Task to complete:
Reproduce the entries below in full and without error.

[Natural language region descriptions]
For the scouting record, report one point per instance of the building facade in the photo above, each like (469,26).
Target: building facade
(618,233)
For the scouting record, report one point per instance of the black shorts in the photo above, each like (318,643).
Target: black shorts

Solved problem:
For the scouting record, report one point per instance of the building facade in the photo above, each like (469,26).
Target: building facade
(618,233)
For the scouting record, report one point per instance of the black shorts in the photo above, each like (318,643).
Target: black shorts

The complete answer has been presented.